* 本文抜粋
このころは全共闘時代。学生運動の真っ最中のなかで青年はガロを読んで「マンガというある種、俗っぽい大衆メディアが、はじめてアートの領域に入ってきた」と騒ぎ立て、ねじ式はインテリサブカル界でめちゃめちゃ批評される。メディア学はもちろん、美術学、心理学など、あらゆる分野で「ねじ式」は話題を呼んだ。

当時は自分の存在意識を見失い、絶賛メンヘラモード全開だったつげ義春は、このヒットで元気を取り戻した。しかし安心して1970年、33歳からマンガをサボる。このころは唐十郎の状況劇場で主役級の女優だった藤原マキと交際していたが、あまりに描かないのでお金もなくなり、藤原はバイトをしたほどだった。

* 元データ

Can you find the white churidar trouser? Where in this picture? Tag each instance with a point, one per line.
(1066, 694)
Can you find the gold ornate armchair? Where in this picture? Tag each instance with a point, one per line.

* 作業内容
(1) 本文抜粋によれば、つげ義春がマンガを描かなくなったのは何年、何歳からか。
(2) 本文抜粋のうち、「このころは全共闘時代。学生運」から「原はバイトをしたほどだった。」までを、両端の語句も含めて一字一句そのまま書き写すこと。

* 課題別の結果
(1) 1970年、33歳から。

(2)
このころは全共闘時代。学生運動の真っ最中のなかで青年はガロを読んで「マンガというある種、俗っぽい大衆メディアが、はじめてアートの領域に入ってきた」と騒ぎ立て、ねじ式はインテリサブカル界でめちゃめちゃ批評される。メディア学はもちろん、美術学、心理学など、あらゆる分野で「ねじ式」は話題を呼んだ。

当時は自分の存在意識を見失い、絶賛メンヘラモード全開だったつげ義春は、このヒットで元気を取り戻した。しかし安心して1970年、33歳からマンガをサボる。このころは唐十郎の状況劇場で主役級の女優だった藤原マキと交際していたが、あまりに描かないのでお金もなくなり、藤原はバイトをしたほどだった。